▶ _Page text_:
┄┄┄┄┄┄

Preclinical Experience

TSC has been evaluated in a variety of preclinical models intended to mimic relevant human conditions known to be complicated by hypoxia. In these studies, a number of positive effects have been observed, including: enhancing oxygenation of hypoxic rat brain tumors without hyperoxygenation of normal tissue; improving survival in a rat brain tumor model when added to radiotherapy ± chemotherapy; enhancing tissue oxygenation without hyperoxygenation of normal tissue and reducing infarct size in a rat ischemic stroke model; demonstrating a functional benefit in a rabbit ischemic stroke model, ± tPA at 1-hour post-clot infection and + tPA at 3 hours post-clot infection; and enhancing arterial PaO2 levels in a rat model of ARDS.

┄┄┄┄┄┄

▶ _Dataset items_:
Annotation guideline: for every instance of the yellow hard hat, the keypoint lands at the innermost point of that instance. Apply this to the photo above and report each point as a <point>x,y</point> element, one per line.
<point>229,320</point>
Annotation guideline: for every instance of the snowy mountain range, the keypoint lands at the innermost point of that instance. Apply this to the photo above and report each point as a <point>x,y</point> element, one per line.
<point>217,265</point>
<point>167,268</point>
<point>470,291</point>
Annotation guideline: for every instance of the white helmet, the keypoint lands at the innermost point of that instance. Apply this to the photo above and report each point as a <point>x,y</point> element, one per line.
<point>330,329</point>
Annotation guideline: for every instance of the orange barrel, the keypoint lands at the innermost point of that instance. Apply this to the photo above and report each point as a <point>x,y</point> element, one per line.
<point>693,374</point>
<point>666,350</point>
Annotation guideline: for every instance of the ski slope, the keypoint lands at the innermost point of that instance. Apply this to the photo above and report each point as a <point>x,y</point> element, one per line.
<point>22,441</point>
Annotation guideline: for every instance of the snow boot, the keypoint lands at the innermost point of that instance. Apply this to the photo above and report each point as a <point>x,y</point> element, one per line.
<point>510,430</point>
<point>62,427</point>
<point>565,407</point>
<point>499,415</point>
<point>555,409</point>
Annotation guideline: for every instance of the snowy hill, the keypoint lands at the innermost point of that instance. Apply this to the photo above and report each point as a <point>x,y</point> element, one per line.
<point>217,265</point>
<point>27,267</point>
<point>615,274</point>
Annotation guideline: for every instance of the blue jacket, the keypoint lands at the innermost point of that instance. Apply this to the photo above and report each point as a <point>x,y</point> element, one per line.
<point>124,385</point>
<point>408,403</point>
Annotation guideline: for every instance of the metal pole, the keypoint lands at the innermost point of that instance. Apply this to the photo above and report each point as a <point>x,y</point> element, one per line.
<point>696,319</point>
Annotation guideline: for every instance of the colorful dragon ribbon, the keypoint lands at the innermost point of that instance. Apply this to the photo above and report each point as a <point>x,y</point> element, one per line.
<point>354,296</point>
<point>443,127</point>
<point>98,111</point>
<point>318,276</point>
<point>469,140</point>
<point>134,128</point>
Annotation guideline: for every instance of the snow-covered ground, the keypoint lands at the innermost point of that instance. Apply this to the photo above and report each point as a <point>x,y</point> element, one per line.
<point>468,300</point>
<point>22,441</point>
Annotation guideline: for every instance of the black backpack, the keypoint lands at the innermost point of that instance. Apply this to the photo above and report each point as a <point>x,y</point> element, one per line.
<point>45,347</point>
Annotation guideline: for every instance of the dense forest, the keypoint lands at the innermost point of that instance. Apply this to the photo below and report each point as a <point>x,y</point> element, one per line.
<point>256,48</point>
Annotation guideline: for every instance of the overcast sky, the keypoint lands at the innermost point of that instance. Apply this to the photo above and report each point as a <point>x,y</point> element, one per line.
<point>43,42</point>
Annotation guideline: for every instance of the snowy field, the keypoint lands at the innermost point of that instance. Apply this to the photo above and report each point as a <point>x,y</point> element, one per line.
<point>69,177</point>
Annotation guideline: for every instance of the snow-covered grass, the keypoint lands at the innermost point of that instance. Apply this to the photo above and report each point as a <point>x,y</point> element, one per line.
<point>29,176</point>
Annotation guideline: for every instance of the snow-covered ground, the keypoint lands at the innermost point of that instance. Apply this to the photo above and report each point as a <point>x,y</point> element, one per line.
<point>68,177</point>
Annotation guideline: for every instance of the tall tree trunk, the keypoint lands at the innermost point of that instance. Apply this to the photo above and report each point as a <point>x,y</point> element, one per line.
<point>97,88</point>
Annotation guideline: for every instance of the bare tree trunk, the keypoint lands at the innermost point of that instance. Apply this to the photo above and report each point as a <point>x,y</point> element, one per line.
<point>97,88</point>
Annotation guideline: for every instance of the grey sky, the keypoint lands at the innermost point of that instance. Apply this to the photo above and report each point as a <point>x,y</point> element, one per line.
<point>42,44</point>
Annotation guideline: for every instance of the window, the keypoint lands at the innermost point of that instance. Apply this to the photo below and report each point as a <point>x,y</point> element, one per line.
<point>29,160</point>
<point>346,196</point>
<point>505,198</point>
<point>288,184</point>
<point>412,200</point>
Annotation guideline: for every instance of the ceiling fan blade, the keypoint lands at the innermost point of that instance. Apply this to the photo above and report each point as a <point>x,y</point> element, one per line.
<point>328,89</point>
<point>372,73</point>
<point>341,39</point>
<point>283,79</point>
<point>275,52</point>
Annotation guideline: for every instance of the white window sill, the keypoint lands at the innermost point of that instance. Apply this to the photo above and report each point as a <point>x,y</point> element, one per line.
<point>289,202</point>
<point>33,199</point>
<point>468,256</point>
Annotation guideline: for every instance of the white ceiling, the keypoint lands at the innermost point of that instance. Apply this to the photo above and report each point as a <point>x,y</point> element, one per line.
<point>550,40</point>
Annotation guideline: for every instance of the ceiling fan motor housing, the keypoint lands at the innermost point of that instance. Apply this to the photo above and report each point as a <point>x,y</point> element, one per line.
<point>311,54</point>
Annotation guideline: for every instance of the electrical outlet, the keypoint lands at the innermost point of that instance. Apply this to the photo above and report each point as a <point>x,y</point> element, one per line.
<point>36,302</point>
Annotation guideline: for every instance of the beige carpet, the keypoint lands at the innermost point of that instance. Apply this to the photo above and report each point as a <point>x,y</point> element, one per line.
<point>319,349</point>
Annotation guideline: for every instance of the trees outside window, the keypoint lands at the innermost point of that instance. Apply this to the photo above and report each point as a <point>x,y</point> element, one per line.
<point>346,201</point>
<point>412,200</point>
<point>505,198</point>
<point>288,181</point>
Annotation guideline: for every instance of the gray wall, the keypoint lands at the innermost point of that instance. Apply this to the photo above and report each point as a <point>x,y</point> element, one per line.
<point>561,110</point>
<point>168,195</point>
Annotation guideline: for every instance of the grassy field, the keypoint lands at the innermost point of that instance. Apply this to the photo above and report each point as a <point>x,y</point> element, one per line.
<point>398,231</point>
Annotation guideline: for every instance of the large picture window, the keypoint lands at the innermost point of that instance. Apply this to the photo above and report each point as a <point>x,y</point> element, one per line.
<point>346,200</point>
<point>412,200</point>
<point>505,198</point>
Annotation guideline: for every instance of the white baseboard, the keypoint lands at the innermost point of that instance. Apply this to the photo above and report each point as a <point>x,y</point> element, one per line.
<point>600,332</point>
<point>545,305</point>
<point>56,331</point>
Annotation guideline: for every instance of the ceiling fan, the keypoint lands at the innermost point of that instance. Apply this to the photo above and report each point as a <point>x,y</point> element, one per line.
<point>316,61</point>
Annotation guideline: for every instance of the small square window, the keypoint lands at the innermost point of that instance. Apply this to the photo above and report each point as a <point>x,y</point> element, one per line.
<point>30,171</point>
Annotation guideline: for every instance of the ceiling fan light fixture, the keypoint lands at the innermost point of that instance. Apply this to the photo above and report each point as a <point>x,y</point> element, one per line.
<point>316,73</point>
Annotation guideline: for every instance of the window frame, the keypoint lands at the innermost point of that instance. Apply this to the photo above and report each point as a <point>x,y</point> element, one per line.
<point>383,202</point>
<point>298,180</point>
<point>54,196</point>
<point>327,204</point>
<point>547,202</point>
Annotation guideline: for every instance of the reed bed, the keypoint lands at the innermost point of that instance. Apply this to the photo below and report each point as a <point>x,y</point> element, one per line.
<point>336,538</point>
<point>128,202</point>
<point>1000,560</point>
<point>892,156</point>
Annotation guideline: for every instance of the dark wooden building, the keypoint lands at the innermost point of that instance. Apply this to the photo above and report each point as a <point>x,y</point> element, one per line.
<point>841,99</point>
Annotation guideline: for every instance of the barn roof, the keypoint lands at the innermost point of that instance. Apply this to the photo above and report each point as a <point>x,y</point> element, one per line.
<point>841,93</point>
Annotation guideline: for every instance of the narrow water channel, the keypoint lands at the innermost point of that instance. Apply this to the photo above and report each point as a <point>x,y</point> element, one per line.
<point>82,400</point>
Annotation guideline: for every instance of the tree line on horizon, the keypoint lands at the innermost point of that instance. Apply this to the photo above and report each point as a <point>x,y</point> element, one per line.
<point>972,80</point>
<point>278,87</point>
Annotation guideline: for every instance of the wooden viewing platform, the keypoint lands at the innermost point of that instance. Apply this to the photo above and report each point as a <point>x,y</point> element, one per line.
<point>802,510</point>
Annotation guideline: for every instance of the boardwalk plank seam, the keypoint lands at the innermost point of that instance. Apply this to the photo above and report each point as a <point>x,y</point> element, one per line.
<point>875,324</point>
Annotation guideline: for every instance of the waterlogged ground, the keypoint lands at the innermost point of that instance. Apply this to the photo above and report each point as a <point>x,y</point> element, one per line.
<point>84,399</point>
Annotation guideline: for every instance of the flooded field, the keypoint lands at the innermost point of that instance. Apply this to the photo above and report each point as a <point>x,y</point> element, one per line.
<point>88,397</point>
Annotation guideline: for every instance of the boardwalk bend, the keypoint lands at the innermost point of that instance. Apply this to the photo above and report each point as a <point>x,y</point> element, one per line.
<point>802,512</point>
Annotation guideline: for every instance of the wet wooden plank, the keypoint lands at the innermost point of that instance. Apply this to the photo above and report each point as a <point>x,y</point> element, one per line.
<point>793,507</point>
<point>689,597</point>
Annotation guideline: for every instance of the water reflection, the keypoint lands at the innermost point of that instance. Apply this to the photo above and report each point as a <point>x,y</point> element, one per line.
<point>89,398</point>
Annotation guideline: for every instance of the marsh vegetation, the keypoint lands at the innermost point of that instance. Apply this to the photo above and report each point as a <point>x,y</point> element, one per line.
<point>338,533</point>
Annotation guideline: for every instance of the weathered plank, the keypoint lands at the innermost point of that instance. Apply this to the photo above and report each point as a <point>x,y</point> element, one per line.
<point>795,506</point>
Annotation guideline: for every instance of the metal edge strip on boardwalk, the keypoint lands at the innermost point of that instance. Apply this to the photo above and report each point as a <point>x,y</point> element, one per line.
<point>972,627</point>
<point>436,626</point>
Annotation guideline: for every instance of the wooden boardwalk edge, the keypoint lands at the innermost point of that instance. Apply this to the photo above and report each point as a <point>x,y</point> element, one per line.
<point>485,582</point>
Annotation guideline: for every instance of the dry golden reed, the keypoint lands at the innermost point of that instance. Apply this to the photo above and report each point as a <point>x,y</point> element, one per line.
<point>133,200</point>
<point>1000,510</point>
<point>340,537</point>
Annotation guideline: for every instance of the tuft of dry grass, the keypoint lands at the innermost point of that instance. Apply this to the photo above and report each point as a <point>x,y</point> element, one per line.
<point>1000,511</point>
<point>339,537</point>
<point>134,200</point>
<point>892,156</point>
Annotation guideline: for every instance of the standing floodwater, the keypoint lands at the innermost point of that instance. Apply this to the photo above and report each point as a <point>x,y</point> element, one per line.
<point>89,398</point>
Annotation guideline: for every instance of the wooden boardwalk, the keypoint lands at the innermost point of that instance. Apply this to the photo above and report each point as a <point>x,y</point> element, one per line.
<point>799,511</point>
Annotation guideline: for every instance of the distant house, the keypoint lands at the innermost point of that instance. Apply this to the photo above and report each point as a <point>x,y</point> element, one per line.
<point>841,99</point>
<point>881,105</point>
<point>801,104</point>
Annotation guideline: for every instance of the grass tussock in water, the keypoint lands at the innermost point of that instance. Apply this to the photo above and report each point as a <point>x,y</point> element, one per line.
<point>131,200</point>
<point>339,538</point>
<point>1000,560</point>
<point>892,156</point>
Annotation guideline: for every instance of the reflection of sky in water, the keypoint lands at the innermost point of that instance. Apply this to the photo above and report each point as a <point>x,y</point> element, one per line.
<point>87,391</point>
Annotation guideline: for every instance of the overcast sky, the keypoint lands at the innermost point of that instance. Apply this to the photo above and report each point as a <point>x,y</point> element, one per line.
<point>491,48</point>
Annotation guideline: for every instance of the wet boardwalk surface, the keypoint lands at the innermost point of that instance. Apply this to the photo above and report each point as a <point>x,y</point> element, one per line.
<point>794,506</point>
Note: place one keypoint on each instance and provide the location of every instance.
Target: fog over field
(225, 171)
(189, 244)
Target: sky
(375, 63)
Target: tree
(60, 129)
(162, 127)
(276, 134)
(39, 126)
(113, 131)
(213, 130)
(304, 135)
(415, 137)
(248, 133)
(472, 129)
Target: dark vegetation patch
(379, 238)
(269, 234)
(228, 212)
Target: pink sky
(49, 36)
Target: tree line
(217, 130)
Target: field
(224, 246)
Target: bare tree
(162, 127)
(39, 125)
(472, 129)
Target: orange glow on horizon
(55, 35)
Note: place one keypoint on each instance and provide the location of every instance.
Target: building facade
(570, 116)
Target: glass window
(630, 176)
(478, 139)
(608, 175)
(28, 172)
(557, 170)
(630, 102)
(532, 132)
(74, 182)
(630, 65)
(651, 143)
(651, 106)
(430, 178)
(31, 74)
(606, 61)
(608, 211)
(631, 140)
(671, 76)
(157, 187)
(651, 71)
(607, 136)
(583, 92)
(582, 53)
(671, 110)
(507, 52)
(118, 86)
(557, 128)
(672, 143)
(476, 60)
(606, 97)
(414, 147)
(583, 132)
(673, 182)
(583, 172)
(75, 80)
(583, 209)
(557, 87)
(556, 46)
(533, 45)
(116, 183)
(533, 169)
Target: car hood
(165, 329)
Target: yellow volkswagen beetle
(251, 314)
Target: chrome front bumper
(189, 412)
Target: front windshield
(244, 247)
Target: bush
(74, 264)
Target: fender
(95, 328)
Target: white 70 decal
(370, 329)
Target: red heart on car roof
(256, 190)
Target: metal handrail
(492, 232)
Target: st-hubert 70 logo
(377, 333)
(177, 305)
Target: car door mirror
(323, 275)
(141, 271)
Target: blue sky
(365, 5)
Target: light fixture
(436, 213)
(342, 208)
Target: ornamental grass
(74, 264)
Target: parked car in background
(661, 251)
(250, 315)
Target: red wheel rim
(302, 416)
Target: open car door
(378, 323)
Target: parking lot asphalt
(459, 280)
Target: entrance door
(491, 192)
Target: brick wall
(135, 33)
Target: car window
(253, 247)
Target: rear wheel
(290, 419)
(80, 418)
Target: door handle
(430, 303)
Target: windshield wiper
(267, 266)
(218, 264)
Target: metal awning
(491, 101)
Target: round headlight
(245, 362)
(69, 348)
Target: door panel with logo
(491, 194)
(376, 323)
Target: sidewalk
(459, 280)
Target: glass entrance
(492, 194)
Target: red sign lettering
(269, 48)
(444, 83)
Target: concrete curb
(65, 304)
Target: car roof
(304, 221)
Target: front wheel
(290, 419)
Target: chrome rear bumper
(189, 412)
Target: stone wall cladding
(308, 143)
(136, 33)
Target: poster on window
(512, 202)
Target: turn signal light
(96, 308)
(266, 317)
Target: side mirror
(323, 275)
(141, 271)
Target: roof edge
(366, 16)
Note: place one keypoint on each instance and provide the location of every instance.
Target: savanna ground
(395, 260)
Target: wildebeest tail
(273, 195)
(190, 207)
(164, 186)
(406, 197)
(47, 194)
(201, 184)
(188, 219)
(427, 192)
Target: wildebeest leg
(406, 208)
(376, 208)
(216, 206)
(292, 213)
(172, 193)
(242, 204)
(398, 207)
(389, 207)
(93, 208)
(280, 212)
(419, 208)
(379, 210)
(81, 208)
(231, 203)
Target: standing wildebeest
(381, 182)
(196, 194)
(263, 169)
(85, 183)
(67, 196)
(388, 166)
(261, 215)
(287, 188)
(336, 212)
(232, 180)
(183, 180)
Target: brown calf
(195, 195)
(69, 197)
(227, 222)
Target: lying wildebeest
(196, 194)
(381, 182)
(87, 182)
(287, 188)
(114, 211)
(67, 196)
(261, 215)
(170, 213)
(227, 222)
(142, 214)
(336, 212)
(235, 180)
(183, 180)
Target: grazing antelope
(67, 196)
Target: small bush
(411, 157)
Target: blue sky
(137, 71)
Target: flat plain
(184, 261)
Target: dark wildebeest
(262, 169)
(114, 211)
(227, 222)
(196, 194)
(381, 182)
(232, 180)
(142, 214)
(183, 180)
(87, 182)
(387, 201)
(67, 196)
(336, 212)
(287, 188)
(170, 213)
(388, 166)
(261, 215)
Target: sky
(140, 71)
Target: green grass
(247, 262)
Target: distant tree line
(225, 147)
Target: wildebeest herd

┄┄┄┄┄┄

▶ _Problem A_:
Answer these questions using the Preclinical Experience passage.
(i) In which model did TSC reduce infarct size?
(ii) What was enhanced in a rat model of ARDS?
(iii) What was demonstrated in the rabbit ischemic stroke model?
▶ _Problem B_:
Summarize the Preclinical Experience passage in two sentences.
▶ _Problem C_:
Write out the Preclinical Experience passage between "Preclinical Experience" and "model of ARDS.", inclusive.

▶ _Written answer A_:
(i) A rat ischemic stroke model
(ii) Arterial PaO2 levels
(iii) A functional benefit

▶ _Written answer B_:
TSC has been evaluated in a variety of preclinical models meant to mimic human conditions complicated by hypoxia. The positive effects observed included enhanced oxygenation of hypoxic rat brain tumors without hyperoxygenation of normal tissue, improved survival in a rat brain tumor model when added to radiotherapy with or without chemotherapy, reduced infarct size in a rat ischemic stroke model, a functional benefit in a rabbit ischemic stroke model, and enhanced arterial PaO2 levels in a rat model of ARDS.

▶ _Written answer C_:
Preclinical Experience

TSC has been evaluated in a variety of preclinical models intended to mimic relevant human conditions known to be complicated by hypoxia. In these studies, a number of positive effects have been observed, including: enhancing oxygenation of hypoxic rat brain tumors without hyperoxygenation of normal tissue; improving survival in a rat brain tumor model when added to radiotherapy ± chemotherapy; enhancing tissue oxygenation without hyperoxygenation of normal tissue and reducing infarct size in a rat ischemic stroke model; demonstrating a functional benefit in a rabbit ischemic stroke model, ± tPA at 1-hour post-clot infection and + tPA at 3 hours post-clot infection; and enhancing arterial PaO2 levels in a rat model of ARDS.